WHAT IS BEING ASKED:
Rewrite everything from the line containing "Objective - one point per instance of the tsn" down to the end of the records as a Markdown table with the columns Row and Record line, skipping blank lines. Leave the pictures out of the table.

Coordinate labeling data:
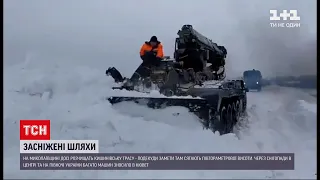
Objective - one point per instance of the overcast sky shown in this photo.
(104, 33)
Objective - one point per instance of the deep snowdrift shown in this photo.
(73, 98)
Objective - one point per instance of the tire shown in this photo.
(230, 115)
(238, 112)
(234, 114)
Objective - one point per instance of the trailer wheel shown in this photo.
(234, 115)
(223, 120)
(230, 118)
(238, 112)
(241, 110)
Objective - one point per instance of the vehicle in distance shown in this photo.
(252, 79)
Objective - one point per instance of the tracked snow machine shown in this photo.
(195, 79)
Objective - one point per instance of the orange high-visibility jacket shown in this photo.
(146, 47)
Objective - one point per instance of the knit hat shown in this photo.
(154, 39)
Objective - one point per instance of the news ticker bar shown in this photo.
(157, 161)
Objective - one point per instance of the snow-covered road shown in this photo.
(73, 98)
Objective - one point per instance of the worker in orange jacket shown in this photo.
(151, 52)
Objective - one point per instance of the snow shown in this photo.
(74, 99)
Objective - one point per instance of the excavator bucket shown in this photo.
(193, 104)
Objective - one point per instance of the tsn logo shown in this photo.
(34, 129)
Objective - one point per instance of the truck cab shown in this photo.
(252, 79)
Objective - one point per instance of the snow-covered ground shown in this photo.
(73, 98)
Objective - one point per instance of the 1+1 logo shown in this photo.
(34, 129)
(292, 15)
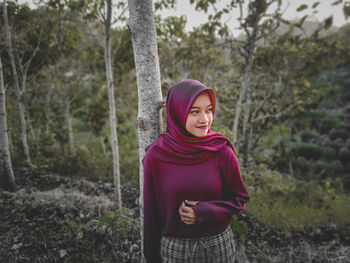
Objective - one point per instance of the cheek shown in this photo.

CORRECT OUTPUT:
| Row | Record line |
|---|---|
| 1 | Objective - one point per instance of the tsn logo shown in this photo. |
| 2 | (34, 129) |
| 3 | Objective - one point per instance of the truck cab shown in this photo. |
| 4 | (252, 79) |
| 5 | Objective - one point per instance of the snow-covered ground shown in this photo. |
| 6 | (73, 98) |
| 7 | Objective - one point per instance of the 1+1 logo shown in this photo. |
| 8 | (34, 129) |
| 9 | (292, 15) |
| 10 | Objective - one point per instance of the cheek shown in this photo. |